Obiettivo a
Trasforma in una tabella Markdown le righe dei record, dall'inizio fino alla riga che contiene "[300,174,358,250]" compresa, con le colonne "Numero" e "Riga"; salta le righe vuote.

Blocco di testo
Le Sirene: donne, morte e seduzione

Le sirene e Odisseo. Stámnos attico a figure rosse rinvenuto a Vulci – V secolo a.C.

Mentre la nave di Ulisse si avvicinava all’isola sulla quale abitavano le Sirene “a un tratto il vento cessò; e bonaccia / fu, senza fiati: addormentò l’onde un dio” (Od., 12, 168-169).

Così scrive Omero. Un silenzio irreale, stregato avvolge la nave, l’aria è immota sotto “la vampa del sole, il sire Iperione” (Od., 12,176). E in questa calma minacciosa ecco improvvisamente alzarsi il canto ammaliatore delle Sirene:

Qui, presto, vieni, o glorioso Ulisse, grande vanto degli Achei,

ferma la nave, la nostra voce a sentire.

Nessuno mai si allontana di qui con la sua nave nera,

se prima non sente, suono di miele, dal labbro nostro la voce;

poi pieno di gioia riparte, e conoscendo più cose.

Noi tutto sappiamo, quanto nell’ampia terra di Troia

Argivi e Teucri patirono per volere dei numi;

tutto sappiamo quello che avviene sulla terra nutrice. (Od., 12, 184-191)

Così cantano le Sirene. Ma Ulisse ben sa che esse

… gli uomini

stregano tutti, chi le avvicina.

Chi ignaro approda e ascolta la voce

delle Sirene, mai più la sposa e i piccoli figli,

tornato a casa, festosi l’attorniano,

ma le Sirene col canto armonioso lo stregano

sedute sul prato: pullula in giro la riva di scheletri

umani marcenti; sull’ossa le carni si disfano. (Od., 12,39-46)

A chi avesse in mente l’iconografia moderna delle Sirene – donne con la parte inferiore del corpo in forma di pesce – questi versi potrebbero creare qualche problema: per avvicinarle i marinai devono approdare, e le Sirene stanno sedute su un prato. Collocazione e posizione singolare, per delle donne-pesce.

Ma la tradizione che le trasforma in pesci, come è noto, è solo medievale. In Omero, così come in Ovidio e più in generale nell’antichità classica, le Sirene sono donne con ali di uccello.

Dati forniti
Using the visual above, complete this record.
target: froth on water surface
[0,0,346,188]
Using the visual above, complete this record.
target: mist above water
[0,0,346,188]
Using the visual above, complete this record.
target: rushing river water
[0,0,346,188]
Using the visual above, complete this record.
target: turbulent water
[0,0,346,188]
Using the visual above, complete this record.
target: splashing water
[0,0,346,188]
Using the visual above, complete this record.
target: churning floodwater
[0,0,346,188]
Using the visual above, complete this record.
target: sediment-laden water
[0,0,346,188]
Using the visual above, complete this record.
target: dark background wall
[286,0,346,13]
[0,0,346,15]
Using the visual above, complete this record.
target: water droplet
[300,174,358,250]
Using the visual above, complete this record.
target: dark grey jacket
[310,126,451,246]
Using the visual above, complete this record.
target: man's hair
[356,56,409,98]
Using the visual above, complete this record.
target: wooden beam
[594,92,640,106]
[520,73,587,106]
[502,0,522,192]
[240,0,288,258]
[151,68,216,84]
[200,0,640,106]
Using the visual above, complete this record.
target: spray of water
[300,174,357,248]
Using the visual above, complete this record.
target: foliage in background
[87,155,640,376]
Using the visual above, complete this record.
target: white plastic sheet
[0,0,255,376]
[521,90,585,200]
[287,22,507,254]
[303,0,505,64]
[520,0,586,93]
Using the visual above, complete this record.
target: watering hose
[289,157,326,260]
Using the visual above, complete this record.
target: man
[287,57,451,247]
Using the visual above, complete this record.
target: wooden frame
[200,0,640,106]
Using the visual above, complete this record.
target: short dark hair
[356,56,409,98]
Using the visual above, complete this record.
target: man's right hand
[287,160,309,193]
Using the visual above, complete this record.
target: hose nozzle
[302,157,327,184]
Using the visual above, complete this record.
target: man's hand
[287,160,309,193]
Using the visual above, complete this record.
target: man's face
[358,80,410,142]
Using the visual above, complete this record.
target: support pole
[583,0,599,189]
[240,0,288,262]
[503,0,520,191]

Obiettivo b
Nel testo sulle Sirene, riscrivi il tratto che va dalle parole "Ma la tradizione" fino a "ali di uccello.", mettendo "rinascimentale" al posto di "medievale".

Risposta completa a
| Numero | Riga |
|---|---|
| 1 | Using the visual above, complete this record. |
| 2 | target: froth on water surface |
| 3 | [0,0,346,188] |
| 4 | Using the visual above, complete this record. |
| 5 | target: mist above water |
| 6 | [0,0,346,188] |
| 7 | Using the visual above, complete this record. |
| 8 | target: rushing river water |
| 9 | [0,0,346,188] |
| 10 | Using the visual above, complete this record. |
| 11 | target: turbulent water |
| 12 | [0,0,346,188] |
| 13 | Using the visual above, complete this record. |
| 14 | target: splashing water |
| 15 | [0,0,346,188] |
| 16 | Using the visual above, complete this record. |
| 17 | target: churning floodwater |
| 18 | [0,0,346,188] |
| 19 | Using the visual above, complete this record. |
| 20 | target: sediment-laden water |
| 21 | [0,0,346,188] |
| 22 | Using the visual above, complete this record. |
| 23 | target: dark background wall |
| 24 | [286,0,346,13] |
| 25 | [0,0,346,15] |
| 26 | Using the visual above, complete this record. |
| 27 | target: water droplet |
| 28 | [300,174,358,250] |

Risposta completa b
Ma la tradizione che le trasforma in pesci, come è noto, è solo rinascimentale. In Omero, così come in Ovidio e più in generale nell’antichità classica, le Sirene sono donne con ali di uccello.